## BEGIN Text provided

Assume we have an expression constructed as follows
w_bit = 32
x = relay.var("input", shape=[7], dtype=f"int{w_bit}")
w = relay.var("x2", shape=[2,], dtype=f"int{w_bit}")
zx = relay.var("x3", shape=[3, ], dtype=f"int{w_bit}")
zy = relay.var("x4", shape=[4, ], dtype=f"int{w_bit}")
e_scale = relay.var("x5", shape=[5,], dtype=f"int{w_bit}")
th = relay.var("x6", shape=[6, ], dtype=f"int{w_bit}")
yy = relay.concatenate([zx, zy], axis=-1)
out = yy + x
fn = relay.Function([x, w, zx, zy, e_scale, th], out)
mod = tvm.IRModule.from_expr(fn)
mod = relay.transform.InferType()(mod)
mod['main']
'''
fn (%input: Tensor[(7), int32], %x2: Tensor[(2), int32], %x3: Tensor[(3), int32], %x4: Tensor[(4), int32], %x5: Tensor[(5), int32], %x6: Tensor[(6), int32]) -> Tensor[(7), int32] {
%0 = (%x3, %x4);
%1 = concatenate(%0, axis=-1) /* ty=Tensor[(7), int32] */;
add(%1, %input) /* ty=Tensor[(7), int32] */
}
'''
When loaded in GraphExecutor, it is expected to feed 6 tensors (one input and five weights). However, after compiling, lib.get_params
only return one parameters. Is there any implicit folding happens during the build?

## END Text provided
## BEGIN Raw data

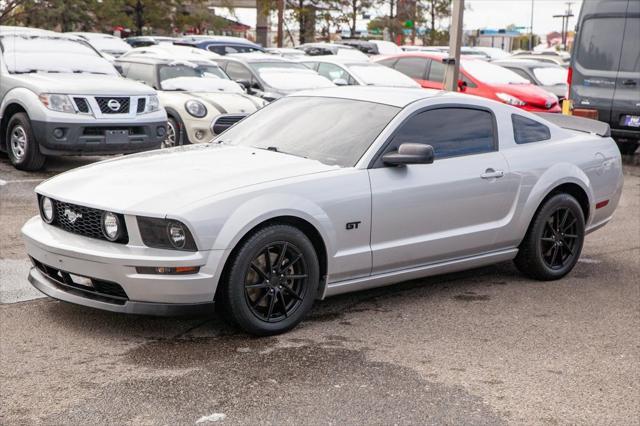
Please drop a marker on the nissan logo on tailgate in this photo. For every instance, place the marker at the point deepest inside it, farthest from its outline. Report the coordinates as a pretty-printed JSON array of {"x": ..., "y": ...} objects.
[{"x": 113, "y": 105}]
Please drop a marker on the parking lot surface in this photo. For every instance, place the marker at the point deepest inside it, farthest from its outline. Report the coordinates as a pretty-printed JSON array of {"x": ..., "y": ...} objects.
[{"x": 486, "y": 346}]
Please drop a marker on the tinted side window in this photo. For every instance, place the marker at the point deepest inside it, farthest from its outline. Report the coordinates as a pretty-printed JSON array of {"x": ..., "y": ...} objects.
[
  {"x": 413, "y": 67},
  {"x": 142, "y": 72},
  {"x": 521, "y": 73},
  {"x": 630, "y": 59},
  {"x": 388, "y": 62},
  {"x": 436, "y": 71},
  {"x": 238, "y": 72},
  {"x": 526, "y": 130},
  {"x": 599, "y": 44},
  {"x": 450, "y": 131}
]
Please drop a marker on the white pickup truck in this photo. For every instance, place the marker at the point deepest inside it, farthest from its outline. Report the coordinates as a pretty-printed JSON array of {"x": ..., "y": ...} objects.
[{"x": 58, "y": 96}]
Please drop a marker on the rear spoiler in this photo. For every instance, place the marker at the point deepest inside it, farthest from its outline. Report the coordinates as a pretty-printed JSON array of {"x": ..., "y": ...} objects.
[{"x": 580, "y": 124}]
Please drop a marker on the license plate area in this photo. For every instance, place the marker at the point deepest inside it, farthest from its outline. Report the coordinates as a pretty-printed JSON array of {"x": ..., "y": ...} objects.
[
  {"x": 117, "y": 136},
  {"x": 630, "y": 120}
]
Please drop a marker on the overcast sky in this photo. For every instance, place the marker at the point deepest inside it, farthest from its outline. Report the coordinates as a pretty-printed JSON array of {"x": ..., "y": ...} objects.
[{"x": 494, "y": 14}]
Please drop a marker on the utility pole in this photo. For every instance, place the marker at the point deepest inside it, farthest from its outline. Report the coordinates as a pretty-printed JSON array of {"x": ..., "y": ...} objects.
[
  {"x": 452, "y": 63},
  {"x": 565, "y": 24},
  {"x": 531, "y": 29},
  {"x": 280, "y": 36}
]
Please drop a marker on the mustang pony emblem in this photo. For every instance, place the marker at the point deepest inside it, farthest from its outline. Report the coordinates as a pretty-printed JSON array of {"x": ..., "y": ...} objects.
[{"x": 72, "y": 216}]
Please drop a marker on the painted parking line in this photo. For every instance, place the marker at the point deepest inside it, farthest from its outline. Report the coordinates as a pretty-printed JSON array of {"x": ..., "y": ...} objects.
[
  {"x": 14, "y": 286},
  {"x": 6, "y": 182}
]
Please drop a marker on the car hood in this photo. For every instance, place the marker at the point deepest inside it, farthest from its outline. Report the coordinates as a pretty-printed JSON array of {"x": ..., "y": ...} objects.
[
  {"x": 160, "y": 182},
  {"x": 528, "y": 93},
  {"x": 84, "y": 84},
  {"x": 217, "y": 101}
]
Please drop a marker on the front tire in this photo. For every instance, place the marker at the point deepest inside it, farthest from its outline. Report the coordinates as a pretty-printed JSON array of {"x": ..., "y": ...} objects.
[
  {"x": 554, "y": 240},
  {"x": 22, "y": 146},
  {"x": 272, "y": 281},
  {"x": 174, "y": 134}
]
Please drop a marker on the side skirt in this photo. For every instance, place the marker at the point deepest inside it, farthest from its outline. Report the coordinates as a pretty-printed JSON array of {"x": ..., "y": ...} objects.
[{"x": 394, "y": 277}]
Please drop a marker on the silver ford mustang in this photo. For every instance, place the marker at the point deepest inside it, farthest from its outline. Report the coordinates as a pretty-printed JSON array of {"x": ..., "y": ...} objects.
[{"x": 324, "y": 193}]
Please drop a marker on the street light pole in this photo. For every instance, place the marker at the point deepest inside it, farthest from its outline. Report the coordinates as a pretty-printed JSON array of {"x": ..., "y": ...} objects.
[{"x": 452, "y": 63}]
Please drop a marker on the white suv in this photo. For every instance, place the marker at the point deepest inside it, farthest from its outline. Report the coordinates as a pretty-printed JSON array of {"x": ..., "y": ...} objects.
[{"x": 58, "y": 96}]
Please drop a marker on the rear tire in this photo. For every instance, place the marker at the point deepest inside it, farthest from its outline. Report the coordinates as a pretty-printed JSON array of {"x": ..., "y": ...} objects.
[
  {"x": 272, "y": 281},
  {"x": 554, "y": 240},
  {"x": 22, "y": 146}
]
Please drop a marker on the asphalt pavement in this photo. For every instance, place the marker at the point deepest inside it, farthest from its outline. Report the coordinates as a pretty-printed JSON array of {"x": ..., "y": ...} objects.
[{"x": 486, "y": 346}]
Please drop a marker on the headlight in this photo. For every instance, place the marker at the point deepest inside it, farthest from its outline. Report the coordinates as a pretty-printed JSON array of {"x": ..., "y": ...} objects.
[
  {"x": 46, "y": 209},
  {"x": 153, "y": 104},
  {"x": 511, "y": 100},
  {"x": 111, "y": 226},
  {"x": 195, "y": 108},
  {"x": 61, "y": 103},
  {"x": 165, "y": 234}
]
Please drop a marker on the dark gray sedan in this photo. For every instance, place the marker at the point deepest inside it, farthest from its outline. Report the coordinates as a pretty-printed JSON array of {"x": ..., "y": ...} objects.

## END Raw data

• **Work to complete**:
1 – Transcribe the TVM post from "out = yy + x" up to and including "during the build?".
2 – Pick up the TVM post where it stops and keep writing it.
The records don't matter for any of this.

• **Solved problems**:
1 –
out = yy + x
fn = relay.Function([x, w, zx, zy, e_scale, th], out)
mod = tvm.IRModule.from_expr(fn)
mod = relay.transform.InferType()(mod)
mod['main']
'''
fn (%input: Tensor[(7), int32], %x2: Tensor[(2), int32], %x3: Tensor[(3), int32], %x4: Tensor[(4), int32], %x5: Tensor[(5), int32], %x6: Tensor[(6), int32]) -> Tensor[(7), int32] {
%0 = (%x3, %x4);
%1 = concatenate(%0, axis=-1) /* ty=Tensor[(7), int32] */;
add(%1, %input) /* ty=Tensor[(7), int32] */
}
'''
When loaded in GraphExecutor, it is expected to feed 6 tensors (one input and five weights). However, after compiling, lib.get_params
only return one parameters. Is there any implicit folding happens during the build?

2 –
vs = relay.analysis.all_vars(mod["main"])
# [Var(v1_input, ty=TensorType([1, 3, 80, 80], int32)), Var(v2_weight, ty=TensorType([16, 3, 3, 3], int32)), Var(v3_zero_x, ty=TensorType([1], int32)), Var(v4_zero_y, ty=TensorType([1], int32)), Var(v5_effective_scale, ty=TensorType([1, 16, 1, 1], int32)), Var(v6_truncate_threashold, ty=TensorType([1], int32))]
tp = dict()
for idx, v in enumerate(vs):
if "input" not in str(v.name_hint):
shape = [int(_) for _ in v.type_annotation.shape]
p = np.ones(shape).astype(np.int32) * idx
tp[str(v.name_hint)] = tvm.nd.array(p)
lib = relay.build(mod['main'], target="llvm", params=tp)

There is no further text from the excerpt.